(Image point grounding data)

——————————

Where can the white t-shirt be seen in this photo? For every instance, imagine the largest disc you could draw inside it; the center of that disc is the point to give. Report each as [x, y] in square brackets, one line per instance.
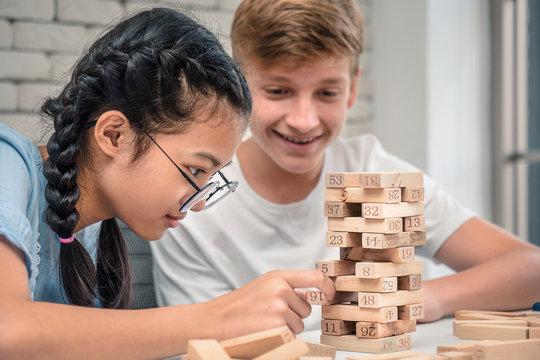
[226, 246]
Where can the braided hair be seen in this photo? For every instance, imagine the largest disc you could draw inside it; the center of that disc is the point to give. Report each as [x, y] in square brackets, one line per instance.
[158, 67]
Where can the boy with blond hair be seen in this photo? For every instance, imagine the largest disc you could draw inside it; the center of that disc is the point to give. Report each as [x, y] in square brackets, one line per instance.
[301, 62]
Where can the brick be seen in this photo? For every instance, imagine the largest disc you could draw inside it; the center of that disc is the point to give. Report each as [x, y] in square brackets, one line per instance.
[15, 65]
[61, 66]
[48, 37]
[29, 125]
[6, 34]
[30, 96]
[8, 96]
[27, 9]
[89, 11]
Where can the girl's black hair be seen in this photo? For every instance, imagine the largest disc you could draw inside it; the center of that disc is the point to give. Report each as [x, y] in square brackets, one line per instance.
[159, 68]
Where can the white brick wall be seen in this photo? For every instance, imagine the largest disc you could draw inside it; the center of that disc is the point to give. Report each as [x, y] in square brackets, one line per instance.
[40, 40]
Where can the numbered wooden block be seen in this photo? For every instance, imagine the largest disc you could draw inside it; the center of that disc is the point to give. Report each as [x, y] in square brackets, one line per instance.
[400, 297]
[388, 241]
[353, 343]
[337, 327]
[353, 283]
[412, 194]
[336, 267]
[414, 223]
[355, 313]
[341, 209]
[358, 195]
[315, 297]
[361, 225]
[411, 312]
[206, 350]
[490, 332]
[343, 239]
[382, 211]
[288, 351]
[410, 282]
[372, 330]
[374, 270]
[256, 344]
[391, 180]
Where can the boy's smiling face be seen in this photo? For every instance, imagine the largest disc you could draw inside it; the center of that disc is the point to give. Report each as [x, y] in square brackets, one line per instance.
[299, 111]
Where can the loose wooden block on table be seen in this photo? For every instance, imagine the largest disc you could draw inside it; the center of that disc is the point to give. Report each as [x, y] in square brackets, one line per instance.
[253, 345]
[341, 209]
[361, 225]
[336, 267]
[398, 298]
[382, 211]
[411, 312]
[410, 282]
[372, 330]
[353, 283]
[206, 350]
[353, 343]
[355, 313]
[357, 195]
[412, 194]
[343, 239]
[490, 332]
[388, 241]
[374, 270]
[414, 223]
[337, 327]
[288, 351]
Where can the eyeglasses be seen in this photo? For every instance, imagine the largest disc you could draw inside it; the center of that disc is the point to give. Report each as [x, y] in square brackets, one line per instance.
[211, 192]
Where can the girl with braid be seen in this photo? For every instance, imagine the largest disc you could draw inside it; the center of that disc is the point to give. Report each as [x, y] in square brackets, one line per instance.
[152, 112]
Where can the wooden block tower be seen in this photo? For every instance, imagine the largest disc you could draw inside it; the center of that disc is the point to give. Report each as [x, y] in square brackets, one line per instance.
[376, 220]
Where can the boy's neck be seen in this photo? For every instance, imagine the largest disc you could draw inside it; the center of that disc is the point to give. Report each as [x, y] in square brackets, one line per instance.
[272, 182]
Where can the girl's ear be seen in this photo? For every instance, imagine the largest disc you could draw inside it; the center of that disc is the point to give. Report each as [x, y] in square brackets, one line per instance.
[112, 133]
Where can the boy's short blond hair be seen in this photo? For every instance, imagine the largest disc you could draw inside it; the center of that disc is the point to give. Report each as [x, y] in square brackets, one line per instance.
[293, 32]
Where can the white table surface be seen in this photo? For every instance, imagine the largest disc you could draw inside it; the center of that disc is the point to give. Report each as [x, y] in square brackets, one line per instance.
[425, 339]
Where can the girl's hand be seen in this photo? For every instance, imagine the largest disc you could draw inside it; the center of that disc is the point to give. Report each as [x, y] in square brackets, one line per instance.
[269, 301]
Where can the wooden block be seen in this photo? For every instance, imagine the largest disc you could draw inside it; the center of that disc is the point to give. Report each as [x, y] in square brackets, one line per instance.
[315, 297]
[288, 351]
[382, 211]
[355, 313]
[398, 298]
[412, 194]
[341, 209]
[351, 224]
[206, 350]
[372, 330]
[321, 350]
[395, 255]
[410, 282]
[490, 332]
[353, 343]
[391, 179]
[336, 267]
[253, 345]
[357, 195]
[456, 355]
[343, 239]
[388, 241]
[353, 283]
[414, 223]
[411, 312]
[504, 350]
[534, 333]
[337, 327]
[374, 270]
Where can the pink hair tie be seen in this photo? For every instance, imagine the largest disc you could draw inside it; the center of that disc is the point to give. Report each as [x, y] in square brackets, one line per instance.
[66, 240]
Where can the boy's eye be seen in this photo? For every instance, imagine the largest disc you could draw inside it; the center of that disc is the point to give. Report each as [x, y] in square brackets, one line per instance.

——————————

> _AIM OF THE TASK_
Without the pictures, give every line of the data again, exactly as written.

> _TASK ANSWER_
Where can the white t-shirt be seen in this photo? For every instance, imagine the largest disc you could draw inside it; the center of that disc is the point to give. Report each as [x, y] in square brackets, one line per instance.
[226, 246]
Where can the braided hair be seen in this photo? For every instance, imagine the largest disc you could draw inside it; the center of that disc is the point to give. Report each as [x, y] in square brackets, one line per instance.
[158, 67]
Where can the boy with blond hair be seen in this photo? For every instance, imagine the largest disc you could draw inside it; the center of that disc is the point to give. Report each as [x, y] in square brackets, one line per instance.
[301, 62]
Where can the brick be seen in this photo? For every instance, imagine the largest disc you could draw inside it; the center of that disc is the point to give. Report each as [x, y] in square brackets, one line per instance.
[15, 65]
[61, 66]
[48, 37]
[29, 125]
[6, 34]
[30, 96]
[8, 96]
[27, 9]
[89, 11]
Where can the girl's black hair be seen in this photo? For every instance, imagine the largest disc you could draw inside it; the center of that disc is the point to give. Report each as [x, y] in square brackets, one line per instance.
[159, 68]
Where can the white brick wall be seen in this photo? For every instance, imagine the largest disc you could draw inside it; the center of that disc is the point to give. Report each as [x, y] in square brackets, one line per instance.
[40, 40]
Where can the numbered wooden block be seen in this photo? For every instance, imagine the largest disc you could draw inside it; the center of that disc is the point to give. Report each as [x, y] in square brackets, one line per instance.
[400, 297]
[388, 241]
[353, 343]
[337, 327]
[353, 283]
[412, 194]
[336, 267]
[414, 223]
[355, 313]
[341, 209]
[358, 195]
[315, 297]
[361, 225]
[411, 312]
[206, 350]
[490, 332]
[343, 239]
[382, 211]
[288, 351]
[410, 282]
[372, 330]
[374, 270]
[256, 344]
[391, 180]
Where can the boy's smiling face be seen in this photo? For every instance, imagine the largest disc you could draw inside it; the center of that disc is the point to give. Report each as [x, y] in square brackets, one line per instance.
[299, 111]
Where can the loose wooden block on table be seen in this photo? For every instance, imagine the largest disc you could draw inside it; the center of that disc is the point to give. Report each as [x, y] in square brackets, one line per instance.
[253, 345]
[341, 209]
[361, 225]
[336, 267]
[398, 298]
[382, 211]
[411, 312]
[410, 282]
[372, 330]
[353, 283]
[206, 350]
[353, 343]
[355, 313]
[357, 195]
[412, 194]
[343, 239]
[490, 332]
[388, 241]
[374, 270]
[414, 223]
[337, 327]
[288, 351]
Where can the eyeglasses be seen in this photo? For every instance, imagine the largest disc you could draw inside it; the center of that disc is the point to give. Report each as [x, y] in square brackets, one line per instance.
[211, 192]
Where can the girl with braid be seen in this photo? For every instance, imagine the largest disc you could draw inside it; the center of that disc is the point to give. Report each as [x, y] in square brackets, one line per instance.
[152, 112]
Where can the wooden block tower be seen in this photo? For every instance, imagine the largest disc you could draw inside it; the center of that disc is the point to give. Report each as [x, y] in square brackets, one line per instance.
[376, 220]
Where can the boy's neck be seen in this photo? For every instance, imagine the largest disc you could draw inside it; the center of that disc is the point to give. Report each as [x, y] in square brackets, one line per instance.
[272, 182]
Where can the girl's ear be seen in this photo? For every instance, imagine the largest disc you could draw inside it; the center of that disc is the point to give. Report each as [x, y] in square brackets, one line per instance.
[112, 133]
Where can the boy's short blond hair be seen in this photo? For every instance, imagine the largest disc you could draw inside it; the center of that disc is the point to give. Report each as [x, y] in square brackets, one line per instance.
[293, 32]
Where can the white table surface be seen in this photo? For every instance, imagine the largest disc you could draw inside it; the center of that disc is the point to give. Report each as [x, y] in square brackets, one line per instance.
[425, 339]
Where can the girl's hand be seen in this photo? For every instance, imagine the largest disc you could draw inside it; the center of that disc is the point to give. Report each as [x, y] in square brackets, one line per instance.
[269, 301]
Where can the wooden block be seen in this photo? For every instance, imagine the largest disc you could draw inside it; the center of that disc is the point to give. Report each as [x, y] in square brackets, one line per instance.
[315, 297]
[288, 351]
[382, 211]
[355, 313]
[398, 298]
[412, 194]
[341, 209]
[351, 224]
[206, 350]
[372, 330]
[321, 350]
[395, 255]
[410, 282]
[490, 332]
[353, 343]
[391, 179]
[336, 267]
[253, 345]
[357, 195]
[456, 355]
[343, 239]
[388, 241]
[353, 283]
[414, 223]
[411, 312]
[504, 350]
[534, 333]
[337, 327]
[374, 270]
Where can the pink hair tie be seen in this photo? For every instance, imagine the largest disc you could draw inside it; the center of that disc is the point to give. Report each as [x, y] in square brackets, one line per instance.
[66, 240]
Where can the boy's eye be seen in this photo? For every instance, imagine the largest disc you could draw inside it; the center of that disc is the point to give. Report each as [x, y] in square brackets, one line per instance.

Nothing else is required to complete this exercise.